Instructions for the task: Reproduce only the entries starting at the line containing "Guideline: mark the dirt" and ending at the line containing "[[127, 171]]", requests included but pictures left out, rescaling every point coordinate in the answers by 0.9 and rounding to whole numbers with halves up. Leave the numbers in the requests and their format samples unchanged.
-- BEGIN Supplied entries --
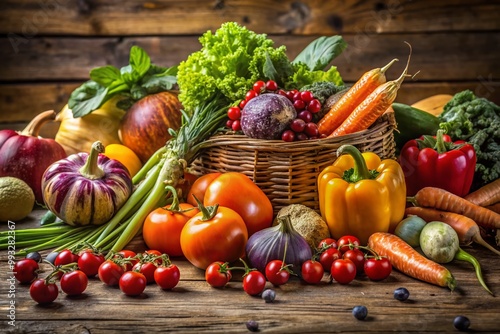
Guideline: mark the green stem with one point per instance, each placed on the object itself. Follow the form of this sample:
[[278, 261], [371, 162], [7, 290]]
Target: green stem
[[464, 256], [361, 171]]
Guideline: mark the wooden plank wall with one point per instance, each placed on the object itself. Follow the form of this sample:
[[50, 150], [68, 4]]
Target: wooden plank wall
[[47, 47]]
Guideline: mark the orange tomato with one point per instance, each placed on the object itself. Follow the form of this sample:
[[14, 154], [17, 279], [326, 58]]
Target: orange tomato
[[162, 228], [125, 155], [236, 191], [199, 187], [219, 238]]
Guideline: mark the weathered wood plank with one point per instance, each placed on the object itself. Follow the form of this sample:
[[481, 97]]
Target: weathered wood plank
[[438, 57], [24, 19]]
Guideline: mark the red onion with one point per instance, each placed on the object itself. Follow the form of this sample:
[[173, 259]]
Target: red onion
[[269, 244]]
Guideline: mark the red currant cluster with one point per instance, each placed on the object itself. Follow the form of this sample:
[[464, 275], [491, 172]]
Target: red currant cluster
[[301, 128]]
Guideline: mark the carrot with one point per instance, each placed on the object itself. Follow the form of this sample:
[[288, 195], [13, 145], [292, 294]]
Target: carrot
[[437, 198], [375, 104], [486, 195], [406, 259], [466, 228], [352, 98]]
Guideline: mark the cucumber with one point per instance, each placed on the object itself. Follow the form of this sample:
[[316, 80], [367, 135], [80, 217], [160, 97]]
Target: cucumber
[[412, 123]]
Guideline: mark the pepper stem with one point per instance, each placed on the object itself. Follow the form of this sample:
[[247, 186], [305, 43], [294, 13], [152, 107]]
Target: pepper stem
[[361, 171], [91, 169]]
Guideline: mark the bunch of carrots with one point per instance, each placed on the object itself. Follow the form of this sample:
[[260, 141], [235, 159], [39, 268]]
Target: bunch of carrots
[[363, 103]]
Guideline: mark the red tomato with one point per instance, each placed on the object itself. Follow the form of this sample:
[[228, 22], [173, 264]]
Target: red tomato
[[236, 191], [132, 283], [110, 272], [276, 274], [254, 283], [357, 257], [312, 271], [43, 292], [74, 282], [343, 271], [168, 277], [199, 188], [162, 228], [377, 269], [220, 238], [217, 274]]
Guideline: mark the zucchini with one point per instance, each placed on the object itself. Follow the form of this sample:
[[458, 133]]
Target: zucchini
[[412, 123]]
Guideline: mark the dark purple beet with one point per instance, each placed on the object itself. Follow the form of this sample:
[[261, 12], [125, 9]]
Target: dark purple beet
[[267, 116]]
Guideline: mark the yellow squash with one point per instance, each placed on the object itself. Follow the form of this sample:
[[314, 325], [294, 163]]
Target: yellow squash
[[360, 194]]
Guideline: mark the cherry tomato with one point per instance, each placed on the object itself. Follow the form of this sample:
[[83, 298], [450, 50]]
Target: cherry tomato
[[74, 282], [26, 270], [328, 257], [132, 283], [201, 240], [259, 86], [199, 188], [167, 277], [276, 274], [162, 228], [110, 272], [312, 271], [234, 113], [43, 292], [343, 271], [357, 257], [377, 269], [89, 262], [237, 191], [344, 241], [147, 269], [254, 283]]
-- END Supplied entries --
-- BEGIN Supplied entries --
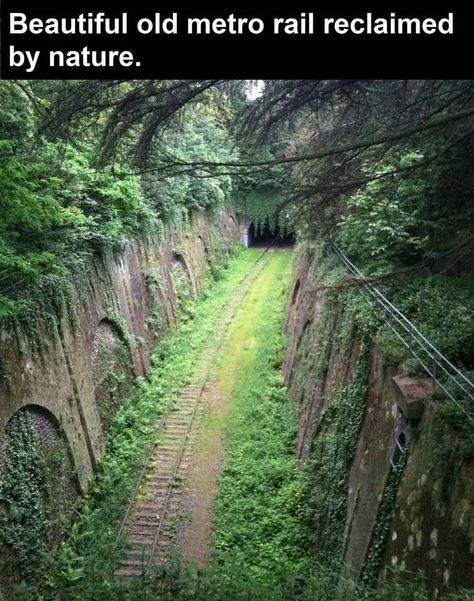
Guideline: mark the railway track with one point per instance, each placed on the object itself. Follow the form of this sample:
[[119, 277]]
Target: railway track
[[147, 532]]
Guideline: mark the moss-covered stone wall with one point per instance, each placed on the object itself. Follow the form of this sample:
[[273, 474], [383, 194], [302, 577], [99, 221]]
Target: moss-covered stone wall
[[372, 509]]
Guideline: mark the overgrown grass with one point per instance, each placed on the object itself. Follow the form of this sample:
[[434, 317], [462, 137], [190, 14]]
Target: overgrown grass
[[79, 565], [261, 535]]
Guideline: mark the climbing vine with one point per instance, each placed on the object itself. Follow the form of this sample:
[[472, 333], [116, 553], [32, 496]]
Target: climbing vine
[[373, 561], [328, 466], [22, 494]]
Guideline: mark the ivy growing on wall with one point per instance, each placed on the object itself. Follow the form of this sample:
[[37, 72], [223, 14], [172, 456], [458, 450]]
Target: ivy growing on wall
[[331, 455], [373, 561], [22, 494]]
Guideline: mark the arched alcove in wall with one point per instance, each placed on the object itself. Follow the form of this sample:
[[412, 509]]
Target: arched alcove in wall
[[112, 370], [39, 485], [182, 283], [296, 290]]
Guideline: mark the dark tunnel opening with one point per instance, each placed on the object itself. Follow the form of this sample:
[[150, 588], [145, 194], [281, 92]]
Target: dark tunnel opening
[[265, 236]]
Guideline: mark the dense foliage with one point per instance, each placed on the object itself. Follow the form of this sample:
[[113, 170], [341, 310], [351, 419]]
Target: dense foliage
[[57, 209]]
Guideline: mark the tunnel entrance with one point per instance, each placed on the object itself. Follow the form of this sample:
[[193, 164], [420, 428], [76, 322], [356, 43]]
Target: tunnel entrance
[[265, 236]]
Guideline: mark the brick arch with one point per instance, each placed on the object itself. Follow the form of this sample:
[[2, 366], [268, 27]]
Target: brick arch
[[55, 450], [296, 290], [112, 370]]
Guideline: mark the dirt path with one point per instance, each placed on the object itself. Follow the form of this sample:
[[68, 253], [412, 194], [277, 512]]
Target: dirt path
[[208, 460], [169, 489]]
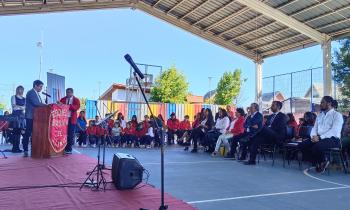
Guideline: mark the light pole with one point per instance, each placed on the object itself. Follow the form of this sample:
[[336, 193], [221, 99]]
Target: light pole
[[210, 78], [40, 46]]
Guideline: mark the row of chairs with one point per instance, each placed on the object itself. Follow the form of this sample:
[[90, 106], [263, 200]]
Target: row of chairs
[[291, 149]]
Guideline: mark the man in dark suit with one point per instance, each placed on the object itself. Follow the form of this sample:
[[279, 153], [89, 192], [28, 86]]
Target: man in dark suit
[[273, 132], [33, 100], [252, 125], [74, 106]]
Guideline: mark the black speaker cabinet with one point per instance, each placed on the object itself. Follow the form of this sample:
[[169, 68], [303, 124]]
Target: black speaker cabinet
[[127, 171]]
-- END Supplied entries --
-- BEGIN Supplied entries --
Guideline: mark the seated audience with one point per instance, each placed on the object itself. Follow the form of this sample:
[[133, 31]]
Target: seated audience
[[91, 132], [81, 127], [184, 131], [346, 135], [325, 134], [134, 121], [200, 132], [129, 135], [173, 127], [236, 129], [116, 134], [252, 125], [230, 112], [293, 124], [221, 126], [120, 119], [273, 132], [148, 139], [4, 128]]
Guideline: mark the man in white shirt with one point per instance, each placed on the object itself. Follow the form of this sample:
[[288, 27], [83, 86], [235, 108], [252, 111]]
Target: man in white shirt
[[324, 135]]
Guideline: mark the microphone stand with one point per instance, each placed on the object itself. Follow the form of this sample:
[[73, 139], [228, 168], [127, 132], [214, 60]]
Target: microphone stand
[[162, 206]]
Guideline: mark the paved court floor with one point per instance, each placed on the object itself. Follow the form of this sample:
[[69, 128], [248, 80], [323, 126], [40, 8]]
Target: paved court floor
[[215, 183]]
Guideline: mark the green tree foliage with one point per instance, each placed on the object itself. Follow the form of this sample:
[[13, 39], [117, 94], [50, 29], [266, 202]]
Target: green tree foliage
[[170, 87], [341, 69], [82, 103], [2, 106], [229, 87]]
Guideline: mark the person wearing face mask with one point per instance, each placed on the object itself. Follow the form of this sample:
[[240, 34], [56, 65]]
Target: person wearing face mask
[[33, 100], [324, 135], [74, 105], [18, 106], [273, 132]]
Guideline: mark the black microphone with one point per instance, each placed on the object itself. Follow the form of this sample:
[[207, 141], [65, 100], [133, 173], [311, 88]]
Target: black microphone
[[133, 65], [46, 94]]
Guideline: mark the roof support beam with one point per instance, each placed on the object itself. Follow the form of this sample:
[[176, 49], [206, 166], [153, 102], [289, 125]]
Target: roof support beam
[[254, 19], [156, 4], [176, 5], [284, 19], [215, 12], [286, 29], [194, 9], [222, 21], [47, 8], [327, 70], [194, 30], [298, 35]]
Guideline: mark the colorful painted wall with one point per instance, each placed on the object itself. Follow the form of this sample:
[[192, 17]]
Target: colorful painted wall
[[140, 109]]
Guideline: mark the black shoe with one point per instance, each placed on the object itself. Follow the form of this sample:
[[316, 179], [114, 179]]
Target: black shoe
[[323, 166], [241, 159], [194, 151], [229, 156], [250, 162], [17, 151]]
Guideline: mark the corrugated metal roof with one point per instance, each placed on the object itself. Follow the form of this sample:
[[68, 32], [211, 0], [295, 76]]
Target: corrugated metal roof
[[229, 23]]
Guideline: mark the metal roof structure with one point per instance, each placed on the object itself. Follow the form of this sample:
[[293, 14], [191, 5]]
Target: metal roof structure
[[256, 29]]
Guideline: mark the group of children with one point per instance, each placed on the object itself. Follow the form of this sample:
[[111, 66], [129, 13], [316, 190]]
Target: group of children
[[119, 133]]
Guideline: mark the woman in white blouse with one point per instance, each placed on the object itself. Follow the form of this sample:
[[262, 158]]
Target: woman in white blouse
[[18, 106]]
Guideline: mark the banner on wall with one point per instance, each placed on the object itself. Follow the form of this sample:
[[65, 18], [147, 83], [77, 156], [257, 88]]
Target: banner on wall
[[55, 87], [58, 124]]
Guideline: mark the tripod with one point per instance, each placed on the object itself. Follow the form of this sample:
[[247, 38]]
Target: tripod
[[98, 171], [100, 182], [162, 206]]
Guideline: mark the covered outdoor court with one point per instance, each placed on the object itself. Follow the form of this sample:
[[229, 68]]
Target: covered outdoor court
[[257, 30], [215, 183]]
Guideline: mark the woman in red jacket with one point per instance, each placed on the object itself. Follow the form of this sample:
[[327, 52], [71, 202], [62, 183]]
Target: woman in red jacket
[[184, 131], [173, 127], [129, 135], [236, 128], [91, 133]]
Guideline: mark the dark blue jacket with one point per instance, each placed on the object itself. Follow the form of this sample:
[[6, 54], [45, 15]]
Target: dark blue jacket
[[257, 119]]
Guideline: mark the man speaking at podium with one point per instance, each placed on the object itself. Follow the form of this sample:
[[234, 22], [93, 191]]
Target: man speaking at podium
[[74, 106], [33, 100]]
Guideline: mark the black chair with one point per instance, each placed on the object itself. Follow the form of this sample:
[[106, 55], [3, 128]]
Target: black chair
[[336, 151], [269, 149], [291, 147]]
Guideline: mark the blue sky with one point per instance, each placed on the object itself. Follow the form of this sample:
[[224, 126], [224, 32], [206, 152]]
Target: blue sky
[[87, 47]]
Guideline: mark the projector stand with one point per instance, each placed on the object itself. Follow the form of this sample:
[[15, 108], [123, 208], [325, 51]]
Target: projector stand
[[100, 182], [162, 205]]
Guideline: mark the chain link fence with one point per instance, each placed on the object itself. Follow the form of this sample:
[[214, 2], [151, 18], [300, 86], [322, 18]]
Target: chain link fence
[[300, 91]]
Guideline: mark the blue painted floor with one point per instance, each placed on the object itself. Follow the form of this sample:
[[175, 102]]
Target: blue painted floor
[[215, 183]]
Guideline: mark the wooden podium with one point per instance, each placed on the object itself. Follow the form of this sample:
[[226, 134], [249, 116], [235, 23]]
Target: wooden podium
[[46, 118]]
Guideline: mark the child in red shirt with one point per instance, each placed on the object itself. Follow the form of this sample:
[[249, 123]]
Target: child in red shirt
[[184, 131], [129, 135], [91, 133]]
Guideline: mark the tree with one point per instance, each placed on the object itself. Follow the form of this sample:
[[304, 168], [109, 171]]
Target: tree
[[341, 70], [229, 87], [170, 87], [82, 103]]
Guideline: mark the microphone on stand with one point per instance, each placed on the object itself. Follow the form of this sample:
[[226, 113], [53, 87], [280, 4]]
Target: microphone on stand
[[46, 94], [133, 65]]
-- END Supplied entries --
Output:
Guideline: mark the dirt path with one point per instance, each placed on the object itself. Follow the form of this sample:
[[68, 253], [412, 194], [277, 512]]
Target: dirt path
[[187, 414], [152, 440]]
Guideline: mark the light pole with one point per instance, each placed on the object itself. Follow the form of this sample:
[[336, 193], [221, 99]]
Target: light pole
[[189, 70], [36, 41]]
Guideline: mark the row of chairs with one point per instance, each placed on the object itself. Follow the form of this sample:
[[90, 106], [263, 200]]
Target: row of chairs
[[262, 134]]
Guideline: mark the man in dark suit with one point per instance, each placed on the object itself. Follow the form of this sample:
[[279, 153], [89, 192], [28, 86]]
Target: man in dark suit
[[246, 119], [30, 90], [227, 113], [67, 95]]
Guideline: mark the black speaker cabinet with one point per instance, each placed on the object itself. Follow the form of this sample:
[[169, 68], [303, 124]]
Target: black speaker cabinet
[[114, 154]]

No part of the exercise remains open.